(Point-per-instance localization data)

·····

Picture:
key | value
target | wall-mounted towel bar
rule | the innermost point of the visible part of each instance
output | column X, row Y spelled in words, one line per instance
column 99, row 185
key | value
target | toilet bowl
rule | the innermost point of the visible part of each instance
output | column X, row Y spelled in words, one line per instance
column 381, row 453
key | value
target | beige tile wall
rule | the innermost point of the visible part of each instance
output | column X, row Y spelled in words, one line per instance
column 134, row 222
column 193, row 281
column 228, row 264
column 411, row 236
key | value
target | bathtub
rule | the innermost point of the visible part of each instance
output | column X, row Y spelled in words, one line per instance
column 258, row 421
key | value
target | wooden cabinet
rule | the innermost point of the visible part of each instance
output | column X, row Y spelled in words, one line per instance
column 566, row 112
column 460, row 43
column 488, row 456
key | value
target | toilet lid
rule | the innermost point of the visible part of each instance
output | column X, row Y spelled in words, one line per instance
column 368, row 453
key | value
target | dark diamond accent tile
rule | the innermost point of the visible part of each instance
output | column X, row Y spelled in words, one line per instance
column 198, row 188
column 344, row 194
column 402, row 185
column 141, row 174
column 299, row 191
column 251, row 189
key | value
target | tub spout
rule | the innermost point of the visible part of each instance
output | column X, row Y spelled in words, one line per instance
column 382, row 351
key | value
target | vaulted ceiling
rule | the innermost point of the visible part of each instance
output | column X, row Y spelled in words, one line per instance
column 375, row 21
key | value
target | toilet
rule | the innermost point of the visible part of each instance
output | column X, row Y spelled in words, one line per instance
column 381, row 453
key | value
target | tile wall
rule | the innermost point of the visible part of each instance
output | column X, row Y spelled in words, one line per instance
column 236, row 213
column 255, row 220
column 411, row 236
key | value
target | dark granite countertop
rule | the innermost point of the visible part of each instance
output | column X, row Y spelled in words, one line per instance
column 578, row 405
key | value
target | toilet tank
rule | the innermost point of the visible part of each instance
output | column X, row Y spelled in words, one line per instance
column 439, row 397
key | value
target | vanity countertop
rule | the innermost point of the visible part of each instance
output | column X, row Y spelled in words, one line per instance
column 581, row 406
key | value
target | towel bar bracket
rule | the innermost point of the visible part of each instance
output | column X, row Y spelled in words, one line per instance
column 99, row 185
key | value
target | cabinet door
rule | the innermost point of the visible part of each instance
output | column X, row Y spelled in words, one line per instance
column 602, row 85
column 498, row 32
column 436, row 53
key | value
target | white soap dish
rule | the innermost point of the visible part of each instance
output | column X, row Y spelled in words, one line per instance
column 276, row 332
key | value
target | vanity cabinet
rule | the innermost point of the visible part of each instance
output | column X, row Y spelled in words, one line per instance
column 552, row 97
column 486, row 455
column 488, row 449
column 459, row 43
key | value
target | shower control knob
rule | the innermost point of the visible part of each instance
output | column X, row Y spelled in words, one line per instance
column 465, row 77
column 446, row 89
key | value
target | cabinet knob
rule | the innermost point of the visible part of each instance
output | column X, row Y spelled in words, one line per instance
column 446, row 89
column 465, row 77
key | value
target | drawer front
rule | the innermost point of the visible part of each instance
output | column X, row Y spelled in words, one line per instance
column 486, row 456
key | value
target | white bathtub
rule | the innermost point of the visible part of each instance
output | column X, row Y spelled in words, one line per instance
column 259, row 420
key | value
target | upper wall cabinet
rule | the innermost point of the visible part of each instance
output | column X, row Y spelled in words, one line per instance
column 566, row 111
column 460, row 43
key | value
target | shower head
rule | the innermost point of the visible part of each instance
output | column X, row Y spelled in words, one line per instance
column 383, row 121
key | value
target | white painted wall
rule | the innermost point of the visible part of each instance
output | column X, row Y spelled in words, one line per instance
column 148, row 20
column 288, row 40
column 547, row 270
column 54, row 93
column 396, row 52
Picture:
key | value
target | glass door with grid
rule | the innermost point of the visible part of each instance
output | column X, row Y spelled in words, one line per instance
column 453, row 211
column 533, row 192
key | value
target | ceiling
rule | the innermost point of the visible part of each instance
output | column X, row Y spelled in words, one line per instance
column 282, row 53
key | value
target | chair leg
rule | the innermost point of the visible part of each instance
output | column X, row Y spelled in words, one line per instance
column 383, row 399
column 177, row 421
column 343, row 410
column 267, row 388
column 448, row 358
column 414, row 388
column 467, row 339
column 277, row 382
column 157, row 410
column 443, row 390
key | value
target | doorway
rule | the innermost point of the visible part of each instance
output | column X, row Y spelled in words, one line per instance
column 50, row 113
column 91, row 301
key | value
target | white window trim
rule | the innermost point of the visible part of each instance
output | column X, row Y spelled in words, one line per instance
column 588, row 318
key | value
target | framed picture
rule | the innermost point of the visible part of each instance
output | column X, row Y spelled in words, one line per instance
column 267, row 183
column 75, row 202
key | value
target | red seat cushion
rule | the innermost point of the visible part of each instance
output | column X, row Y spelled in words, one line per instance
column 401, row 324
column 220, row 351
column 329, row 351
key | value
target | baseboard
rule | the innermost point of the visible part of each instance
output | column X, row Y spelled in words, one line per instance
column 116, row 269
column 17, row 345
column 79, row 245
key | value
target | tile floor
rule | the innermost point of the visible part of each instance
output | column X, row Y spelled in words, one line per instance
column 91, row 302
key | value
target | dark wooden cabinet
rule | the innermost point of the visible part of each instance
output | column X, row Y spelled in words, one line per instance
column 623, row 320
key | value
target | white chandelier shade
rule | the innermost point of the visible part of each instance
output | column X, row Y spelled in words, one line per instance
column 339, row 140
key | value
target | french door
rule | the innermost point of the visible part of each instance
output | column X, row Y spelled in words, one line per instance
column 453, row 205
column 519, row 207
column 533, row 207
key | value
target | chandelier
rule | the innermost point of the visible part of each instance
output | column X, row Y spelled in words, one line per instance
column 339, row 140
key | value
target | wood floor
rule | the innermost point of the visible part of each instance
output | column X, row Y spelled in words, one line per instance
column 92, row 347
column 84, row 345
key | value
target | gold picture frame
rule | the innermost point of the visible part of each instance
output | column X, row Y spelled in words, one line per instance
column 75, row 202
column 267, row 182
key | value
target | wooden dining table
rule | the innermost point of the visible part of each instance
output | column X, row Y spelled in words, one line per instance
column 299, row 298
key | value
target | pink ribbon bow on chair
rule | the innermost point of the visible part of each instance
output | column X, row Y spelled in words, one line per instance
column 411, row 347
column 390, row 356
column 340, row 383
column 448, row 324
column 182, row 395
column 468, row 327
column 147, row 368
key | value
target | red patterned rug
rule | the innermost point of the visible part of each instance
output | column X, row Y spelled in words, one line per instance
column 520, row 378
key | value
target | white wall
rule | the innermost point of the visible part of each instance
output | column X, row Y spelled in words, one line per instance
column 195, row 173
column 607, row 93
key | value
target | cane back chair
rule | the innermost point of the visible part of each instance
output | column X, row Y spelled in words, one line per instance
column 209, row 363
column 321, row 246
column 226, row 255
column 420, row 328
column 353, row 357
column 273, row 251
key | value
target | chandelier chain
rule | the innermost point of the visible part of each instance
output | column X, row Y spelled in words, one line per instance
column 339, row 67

·····

→ **Problem**
Having read the entries, output all of them verbatim.

→ **Written solution**
Picture:
key | value
target | wall-mounted towel bar
rule | the innermost point of the visible part of each instance
output | column X, row Y spelled in words, one line per instance
column 99, row 185
key | value
target | toilet bowl
rule | the innermost point of the visible part of each instance
output | column X, row Y spelled in words, one line per instance
column 381, row 453
key | value
target | beige tile wall
rule | the innermost point of the visible part of each instance
output | column X, row Y spelled in words, one line per instance
column 134, row 222
column 193, row 281
column 228, row 264
column 411, row 236
key | value
target | bathtub
rule | the innermost point of the visible part of each instance
output | column X, row Y spelled in words, one line per instance
column 258, row 421
key | value
target | wooden cabinet
rule | the innermost point of the visible part of each instance
output | column X, row Y spelled in words, one line per instance
column 566, row 112
column 460, row 43
column 488, row 456
key | value
target | toilet lid
rule | the innermost point of the visible part of each instance
output | column X, row Y spelled in words, one line per instance
column 368, row 453
key | value
target | dark diamond accent tile
rule | the innermost point of the visible part of each instance
output | column X, row Y spelled in words, one line per instance
column 198, row 188
column 344, row 194
column 402, row 185
column 141, row 174
column 299, row 191
column 251, row 189
key | value
target | tub spout
rule | the innermost point of the visible part of each instance
output | column X, row Y spelled in words, one line per instance
column 382, row 351
key | value
target | vaulted ceiling
rule | the innermost point of the visible part of each instance
output | column X, row Y spelled in words, one line per instance
column 375, row 21
key | value
target | toilet
rule | the innermost point of the visible part of each instance
output | column X, row Y spelled in words, one line per instance
column 381, row 453
key | value
target | tile wall
rule | the innermost point of the visible part of each instance
output | column X, row Y spelled in words, one line per instance
column 236, row 213
column 255, row 220
column 411, row 236
key | value
target | dark granite countertop
rule | the innermost point of the visible part of each instance
output | column X, row Y spelled in words, one line per instance
column 578, row 405
key | value
target | toilet tank
rule | the innermost point of the visible part of each instance
output | column X, row Y spelled in words, one line per instance
column 439, row 397
key | value
target | vanity countertop
rule | the innermost point of the visible part of each instance
output | column X, row Y spelled in words, one line per instance
column 581, row 406
key | value
target | towel bar bracket
rule | the innermost point of the visible part of each instance
output | column X, row Y spelled in words, one line per instance
column 99, row 185
key | value
target | cabinet door
rule | the innermost point of the visible part of each instance
output | column X, row Y spelled in words, one line per instance
column 602, row 85
column 498, row 32
column 436, row 53
key | value
target | white soap dish
rule | the innermost point of the visible part of each instance
output | column X, row Y spelled in words, one line per instance
column 276, row 332
key | value
target | vanity cabinet
rule | the innermost point of the visible part of each instance
output | column X, row Y spelled in words, one line per instance
column 552, row 97
column 486, row 455
column 488, row 449
column 459, row 43
key | value
target | shower control knob
rule | the innermost point of the visible part of each instance
output | column X, row Y spelled in words, one line per instance
column 465, row 77
column 446, row 89
key | value
target | cabinet knob
rule | the innermost point of the visible part of each instance
output | column X, row Y spelled in words, one line per instance
column 446, row 89
column 465, row 77
key | value
target | drawer front
rule | the innermost point of the visible part of each instance
output | column X, row Y spelled in words, one line per instance
column 486, row 456
key | value
target | white bathtub
rule | the innermost point of the visible part of each instance
output | column X, row Y spelled in words, one line per instance
column 259, row 420
key | value
target | upper wall cabinet
rule | the innermost point of the visible part of each instance
output | column X, row Y spelled in words, one line per instance
column 566, row 111
column 460, row 43
key | value
target | shower head
rule | the innermost point of the visible part of each instance
output | column X, row Y spelled in words, one line per instance
column 383, row 121
key | value
target | white painted wall
rule | the innermost point of the visible part of each instance
output | column X, row Y spelled in words, one line per instance
column 148, row 20
column 288, row 40
column 547, row 270
column 54, row 93
column 396, row 52
Picture:
key | value
target | glass door with grid
rule | the innermost point of the visible part of each instance
output | column X, row Y spelled in words, one line per instance
column 453, row 211
column 533, row 192
key | value
target | ceiling
rule | the innermost point of the visible part of each instance
output | column X, row Y spelled in words, one line per instance
column 282, row 53
key | value
target | chair leg
rule | the innermost point of the visible part of each instance
output | column X, row Y spelled in words, one line per instance
column 383, row 399
column 177, row 421
column 343, row 410
column 267, row 388
column 448, row 358
column 414, row 388
column 467, row 339
column 277, row 382
column 157, row 410
column 443, row 390
key | value
target | doorway
rule | the innermost point of the visible part of each instance
output | column X, row Y spelled in words, one line per instance
column 50, row 113
column 91, row 301
key | value
target | white window trim
rule | the innermost point of the visible part of each instance
output | column X, row Y spelled in words, one line per instance
column 588, row 318
key | value
target | framed picture
rule | the innermost point of the visible part of each instance
output | column X, row Y spelled in words, one line per instance
column 267, row 183
column 75, row 202
key | value
target | red seat cushion
rule | the innermost point of the visible part of each instance
output | column X, row Y spelled in words, one line per instance
column 401, row 324
column 220, row 351
column 329, row 351
key | value
target | baseboard
rule | the innermost point of the visible part of each instance
output | column X, row Y spelled in words, one line per instance
column 116, row 269
column 17, row 345
column 79, row 245
key | value
target | tile floor
rule | the innermost point of the visible part of each instance
output | column X, row Y spelled in words, one line per instance
column 91, row 302
key | value
target | dark wooden cabinet
rule | the innermost point of the visible part of each instance
output | column X, row Y spelled in words, one line per instance
column 623, row 320
key | value
target | white chandelier shade
rule | the innermost point of the visible part of each instance
output | column X, row Y spelled in words, one line per instance
column 339, row 140
key | value
target | french door
rule | the innermost point of the visible part of each instance
output | column X, row Y spelled in words, one line per instance
column 453, row 205
column 519, row 207
column 533, row 207
key | value
target | chandelier
rule | the innermost point of the visible part of each instance
output | column X, row Y spelled in words, one line per instance
column 339, row 140
key | value
target | wood floor
rule | the innermost point of the visible part of each instance
output | column X, row Y spelled in words, one line per instance
column 92, row 347
column 84, row 345
key | value
target | gold picture frame
rule | the innermost point of the visible part of each instance
output | column X, row Y spelled in words, one line per instance
column 75, row 202
column 267, row 182
key | value
target | wooden dining table
rule | the innermost point of the visible part of each instance
output | column X, row Y spelled in words, one line per instance
column 299, row 298
key | value
target | pink ribbon bow on chair
rule | the innermost point of the visible part of each instance
output | column X, row Y spelled in words, one line per instance
column 411, row 347
column 390, row 356
column 340, row 383
column 448, row 324
column 182, row 395
column 468, row 327
column 147, row 368
key | value
target | red patterned rug
rule | the innermost point of the visible part of each instance
output | column X, row Y spelled in words, one line per instance
column 520, row 378
key | value
target | white wall
rule | the innermost point of the visible part of each instance
output | column X, row Y spelled in words, one line per instance
column 195, row 173
column 607, row 93
key | value
target | cane back chair
rule | the innermost point of the visible part of each instance
output | column X, row Y spelled in words, one line per instance
column 209, row 363
column 321, row 246
column 226, row 255
column 420, row 328
column 353, row 357
column 273, row 251
key | value
target | chandelier chain
rule | the innermost point of the visible part of each instance
output | column X, row Y spelled in words, one line per instance
column 339, row 67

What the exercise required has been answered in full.